**Brano mostrato**

L’economia circolare allarga sempre più il suo raggio d’azione e, complici anche le policy europee, interessa un crescente numero di prodotti e comparti. Tra questi, il tessile-abbigliamento, uno dei settori simbolo del made in Italy, deve oggi confrontarsi con gli obiettivi del Green Deal.
Nonostante la fashion industry sia sempre più attenta alla sostenibilità nel disegno e nella produzione dei suoi prodotti, è ancora indietro nel loro recupero e riciclo. A livello globale si stima che solo l’1% dei rifiuti tessili sia effettivamente utilizzato nella produzione di nuovo vestiario, mentre circa l’87% è inviato ad incenerimento o discarica, il 13% è riciclato in altro modo e il 12% è riutilizzato in impieghi diversi dall’abbigliamento (fonte: Ellen MacArthur Foundation).
La Direttiva UE 2018/851 del Pacchetto Economia Circolare ha pertanto chiesto agli Stati membri di rendere obbligatoria la raccolta differenziata della frazione tessile dei rifiuti urbani a partire dal primo gennaio 2025. L’Italia ha però deciso di anticipare al 2022 l’attuazione della Direttiva, portando alla creazione di modalità di gestione simili a quelle già esistenti nelle filiere più consolidate. Ma come si presenta oggi il sistema italiano?

**Parti dell'esercizio**
• A. Secondo il brano sul tessile, a partire da quale data la Direttiva UE 2018/851 chiede agli Stati membri di rendere obbligatoria la raccolta differenziata dei rifiuti tessili urbani?
• B. Trascrivi dal brano sul tessile il passo che va da "Nonostante la fashion" a "Ellen MacArthur Foundation).".
• C. Elenca tutte le percentuali riportate nel brano sul tessile.

**Righe mostrate**
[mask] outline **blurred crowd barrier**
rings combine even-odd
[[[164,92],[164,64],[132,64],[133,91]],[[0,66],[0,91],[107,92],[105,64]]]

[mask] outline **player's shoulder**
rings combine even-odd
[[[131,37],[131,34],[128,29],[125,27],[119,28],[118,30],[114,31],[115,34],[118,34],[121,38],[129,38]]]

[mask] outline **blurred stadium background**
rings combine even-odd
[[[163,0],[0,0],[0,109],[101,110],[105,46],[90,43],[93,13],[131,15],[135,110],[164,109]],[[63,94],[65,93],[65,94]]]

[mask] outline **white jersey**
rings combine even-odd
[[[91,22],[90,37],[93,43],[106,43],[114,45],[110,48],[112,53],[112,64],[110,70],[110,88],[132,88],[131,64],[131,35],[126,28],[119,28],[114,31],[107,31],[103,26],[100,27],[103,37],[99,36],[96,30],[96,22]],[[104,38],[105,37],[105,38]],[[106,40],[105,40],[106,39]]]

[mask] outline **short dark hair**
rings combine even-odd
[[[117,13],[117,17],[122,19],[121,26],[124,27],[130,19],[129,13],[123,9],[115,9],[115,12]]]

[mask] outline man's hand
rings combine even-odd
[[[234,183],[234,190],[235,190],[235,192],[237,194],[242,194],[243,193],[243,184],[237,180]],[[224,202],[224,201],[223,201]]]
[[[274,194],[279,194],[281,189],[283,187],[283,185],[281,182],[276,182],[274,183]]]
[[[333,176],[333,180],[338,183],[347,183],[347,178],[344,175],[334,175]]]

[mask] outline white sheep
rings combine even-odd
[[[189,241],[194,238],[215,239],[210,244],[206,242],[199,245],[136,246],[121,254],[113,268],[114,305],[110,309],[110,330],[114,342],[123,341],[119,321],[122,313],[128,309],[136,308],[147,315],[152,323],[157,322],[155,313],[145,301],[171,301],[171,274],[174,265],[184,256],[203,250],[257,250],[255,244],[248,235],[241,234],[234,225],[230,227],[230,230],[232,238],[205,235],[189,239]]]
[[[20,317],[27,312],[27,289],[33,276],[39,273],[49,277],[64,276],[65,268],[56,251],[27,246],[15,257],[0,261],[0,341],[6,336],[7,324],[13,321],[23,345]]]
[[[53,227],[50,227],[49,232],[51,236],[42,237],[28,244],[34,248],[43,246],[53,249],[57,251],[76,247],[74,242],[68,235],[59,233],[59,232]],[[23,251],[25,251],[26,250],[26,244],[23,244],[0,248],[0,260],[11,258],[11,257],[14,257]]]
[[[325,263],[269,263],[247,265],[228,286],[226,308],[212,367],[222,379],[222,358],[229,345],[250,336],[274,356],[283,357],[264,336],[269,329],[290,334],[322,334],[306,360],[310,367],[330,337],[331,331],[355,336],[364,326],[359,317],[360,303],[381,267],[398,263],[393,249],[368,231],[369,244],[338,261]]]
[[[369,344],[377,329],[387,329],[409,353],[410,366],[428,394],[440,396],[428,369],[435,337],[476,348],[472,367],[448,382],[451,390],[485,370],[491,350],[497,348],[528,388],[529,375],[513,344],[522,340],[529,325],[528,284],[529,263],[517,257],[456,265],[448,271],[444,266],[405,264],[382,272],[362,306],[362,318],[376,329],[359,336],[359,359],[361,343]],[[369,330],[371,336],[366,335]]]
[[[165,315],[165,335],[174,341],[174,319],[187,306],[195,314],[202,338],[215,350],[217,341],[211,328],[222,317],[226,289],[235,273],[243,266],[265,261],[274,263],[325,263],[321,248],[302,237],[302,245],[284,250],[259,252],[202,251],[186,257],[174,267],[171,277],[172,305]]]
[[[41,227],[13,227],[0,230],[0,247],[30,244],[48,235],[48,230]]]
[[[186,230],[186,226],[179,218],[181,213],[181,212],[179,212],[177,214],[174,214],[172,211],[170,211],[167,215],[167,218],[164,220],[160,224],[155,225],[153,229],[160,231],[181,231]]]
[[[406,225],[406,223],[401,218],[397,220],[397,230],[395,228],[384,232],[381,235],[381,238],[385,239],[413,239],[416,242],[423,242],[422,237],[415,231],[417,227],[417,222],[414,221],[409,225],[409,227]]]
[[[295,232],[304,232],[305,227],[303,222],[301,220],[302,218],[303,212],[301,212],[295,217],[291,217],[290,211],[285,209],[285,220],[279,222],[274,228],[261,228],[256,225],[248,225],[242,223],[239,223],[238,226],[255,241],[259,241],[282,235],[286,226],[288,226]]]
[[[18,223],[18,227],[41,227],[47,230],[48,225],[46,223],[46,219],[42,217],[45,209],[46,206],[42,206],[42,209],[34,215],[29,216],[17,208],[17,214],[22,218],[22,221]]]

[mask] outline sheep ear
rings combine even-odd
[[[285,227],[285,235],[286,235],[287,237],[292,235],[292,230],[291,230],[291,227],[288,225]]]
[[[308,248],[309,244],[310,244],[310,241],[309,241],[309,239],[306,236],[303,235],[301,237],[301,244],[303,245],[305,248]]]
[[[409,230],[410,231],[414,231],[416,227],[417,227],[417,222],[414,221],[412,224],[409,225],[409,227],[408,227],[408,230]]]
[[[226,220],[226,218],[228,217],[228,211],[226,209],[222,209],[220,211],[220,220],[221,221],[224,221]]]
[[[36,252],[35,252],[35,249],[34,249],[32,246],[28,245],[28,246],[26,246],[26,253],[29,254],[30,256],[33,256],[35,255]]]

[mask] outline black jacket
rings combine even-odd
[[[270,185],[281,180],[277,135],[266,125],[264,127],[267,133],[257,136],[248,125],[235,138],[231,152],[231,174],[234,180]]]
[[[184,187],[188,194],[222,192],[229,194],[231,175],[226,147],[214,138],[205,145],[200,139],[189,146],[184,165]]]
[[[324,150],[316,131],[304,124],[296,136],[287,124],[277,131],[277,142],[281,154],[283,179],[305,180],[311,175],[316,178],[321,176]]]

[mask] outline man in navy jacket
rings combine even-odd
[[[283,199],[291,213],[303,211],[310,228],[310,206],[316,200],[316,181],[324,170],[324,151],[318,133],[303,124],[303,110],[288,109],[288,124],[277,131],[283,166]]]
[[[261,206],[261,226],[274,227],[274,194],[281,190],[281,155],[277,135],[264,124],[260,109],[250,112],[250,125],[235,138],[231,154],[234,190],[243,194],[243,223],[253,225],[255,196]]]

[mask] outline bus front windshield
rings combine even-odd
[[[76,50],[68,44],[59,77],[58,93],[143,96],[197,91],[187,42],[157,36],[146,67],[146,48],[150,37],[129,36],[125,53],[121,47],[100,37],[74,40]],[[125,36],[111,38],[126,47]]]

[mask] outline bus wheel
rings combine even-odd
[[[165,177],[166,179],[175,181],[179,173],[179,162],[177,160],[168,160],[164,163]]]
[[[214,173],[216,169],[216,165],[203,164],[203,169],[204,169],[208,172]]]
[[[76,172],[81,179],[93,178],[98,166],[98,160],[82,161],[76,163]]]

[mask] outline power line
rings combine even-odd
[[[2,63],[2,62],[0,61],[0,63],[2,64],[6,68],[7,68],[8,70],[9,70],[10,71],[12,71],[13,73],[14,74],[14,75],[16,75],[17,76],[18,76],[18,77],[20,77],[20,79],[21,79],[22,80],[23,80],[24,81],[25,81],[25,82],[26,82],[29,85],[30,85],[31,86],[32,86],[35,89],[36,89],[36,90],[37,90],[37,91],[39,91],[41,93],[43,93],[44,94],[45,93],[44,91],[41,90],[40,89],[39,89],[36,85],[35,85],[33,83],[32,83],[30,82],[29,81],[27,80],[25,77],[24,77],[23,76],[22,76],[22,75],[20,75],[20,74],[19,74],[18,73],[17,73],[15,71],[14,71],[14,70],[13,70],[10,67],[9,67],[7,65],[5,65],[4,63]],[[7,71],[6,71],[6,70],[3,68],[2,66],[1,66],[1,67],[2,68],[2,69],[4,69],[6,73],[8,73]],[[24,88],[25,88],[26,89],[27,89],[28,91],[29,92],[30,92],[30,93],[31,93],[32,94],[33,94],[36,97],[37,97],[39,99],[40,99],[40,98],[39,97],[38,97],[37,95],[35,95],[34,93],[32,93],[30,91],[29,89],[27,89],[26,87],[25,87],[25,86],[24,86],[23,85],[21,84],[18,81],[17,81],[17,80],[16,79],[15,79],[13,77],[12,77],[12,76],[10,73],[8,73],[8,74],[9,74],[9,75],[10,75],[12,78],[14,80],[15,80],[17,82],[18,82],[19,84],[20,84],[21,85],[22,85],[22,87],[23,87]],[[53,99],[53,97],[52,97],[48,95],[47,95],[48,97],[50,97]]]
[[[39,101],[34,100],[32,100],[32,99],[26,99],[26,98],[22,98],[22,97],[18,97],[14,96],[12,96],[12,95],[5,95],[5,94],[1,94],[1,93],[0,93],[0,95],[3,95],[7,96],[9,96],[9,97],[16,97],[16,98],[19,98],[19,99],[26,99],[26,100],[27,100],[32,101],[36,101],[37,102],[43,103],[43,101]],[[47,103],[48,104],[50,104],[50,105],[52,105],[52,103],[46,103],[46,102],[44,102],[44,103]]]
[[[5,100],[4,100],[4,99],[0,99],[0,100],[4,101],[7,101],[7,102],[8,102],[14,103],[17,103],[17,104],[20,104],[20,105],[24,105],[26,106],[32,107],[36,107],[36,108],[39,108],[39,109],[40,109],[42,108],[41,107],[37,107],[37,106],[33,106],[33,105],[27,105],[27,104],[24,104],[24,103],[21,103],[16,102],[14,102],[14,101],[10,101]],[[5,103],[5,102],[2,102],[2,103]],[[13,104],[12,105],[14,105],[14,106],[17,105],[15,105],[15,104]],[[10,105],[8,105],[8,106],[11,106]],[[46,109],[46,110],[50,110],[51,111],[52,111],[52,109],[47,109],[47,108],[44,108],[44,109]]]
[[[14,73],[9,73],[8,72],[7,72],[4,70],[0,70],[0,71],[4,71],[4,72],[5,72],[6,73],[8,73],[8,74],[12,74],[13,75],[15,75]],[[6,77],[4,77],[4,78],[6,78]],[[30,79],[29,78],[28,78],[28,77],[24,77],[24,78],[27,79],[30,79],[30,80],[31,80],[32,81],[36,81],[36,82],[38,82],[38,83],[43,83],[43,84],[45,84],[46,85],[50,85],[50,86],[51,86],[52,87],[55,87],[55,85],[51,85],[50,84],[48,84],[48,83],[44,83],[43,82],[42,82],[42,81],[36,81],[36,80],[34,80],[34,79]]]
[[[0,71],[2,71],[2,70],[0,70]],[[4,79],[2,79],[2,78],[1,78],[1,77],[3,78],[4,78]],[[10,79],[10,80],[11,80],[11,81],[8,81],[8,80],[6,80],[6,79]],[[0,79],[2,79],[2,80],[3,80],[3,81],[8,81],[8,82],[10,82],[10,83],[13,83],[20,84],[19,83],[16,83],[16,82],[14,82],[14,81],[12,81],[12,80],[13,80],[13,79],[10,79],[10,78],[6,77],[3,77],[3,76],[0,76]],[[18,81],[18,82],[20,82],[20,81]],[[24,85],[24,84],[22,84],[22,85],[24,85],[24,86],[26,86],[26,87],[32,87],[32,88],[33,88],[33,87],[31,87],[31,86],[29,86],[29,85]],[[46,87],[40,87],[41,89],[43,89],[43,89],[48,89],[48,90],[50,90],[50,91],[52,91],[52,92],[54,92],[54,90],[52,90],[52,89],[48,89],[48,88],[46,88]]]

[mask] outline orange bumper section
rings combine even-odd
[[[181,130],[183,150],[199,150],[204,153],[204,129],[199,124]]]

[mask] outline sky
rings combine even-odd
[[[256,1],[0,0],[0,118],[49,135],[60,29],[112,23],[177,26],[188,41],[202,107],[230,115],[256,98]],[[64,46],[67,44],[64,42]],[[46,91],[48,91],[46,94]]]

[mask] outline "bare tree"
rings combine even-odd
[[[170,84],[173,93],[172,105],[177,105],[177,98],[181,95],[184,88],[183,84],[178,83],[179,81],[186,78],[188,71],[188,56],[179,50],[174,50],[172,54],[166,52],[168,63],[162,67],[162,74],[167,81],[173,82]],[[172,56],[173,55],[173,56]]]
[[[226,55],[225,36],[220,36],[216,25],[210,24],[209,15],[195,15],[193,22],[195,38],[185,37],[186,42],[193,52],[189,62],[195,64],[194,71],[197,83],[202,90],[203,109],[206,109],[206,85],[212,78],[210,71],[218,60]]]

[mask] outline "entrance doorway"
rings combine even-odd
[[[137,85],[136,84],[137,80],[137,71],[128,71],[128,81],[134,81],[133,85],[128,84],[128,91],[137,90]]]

**Risposte all'esercizio**
• A. Dal primo gennaio 2025.

• B.
Nonostante la fashion industry sia sempre più attenta alla sostenibilità nel disegno e nella produzione dei suoi prodotti, è ancora indietro nel loro recupero e riciclo. A livello globale si stima che solo l’1% dei rifiuti tessili sia effettivamente utilizzato nella produzione di nuovo vestiario, mentre circa l’87% è inviato ad incenerimento o discarica, il 13% è riciclato in altro modo e il 12% è riutilizzato in impieghi diversi dall’abbigliamento (fonte: Ellen MacArthur Foundation).

• C. 1%, 87%, 13%, 12%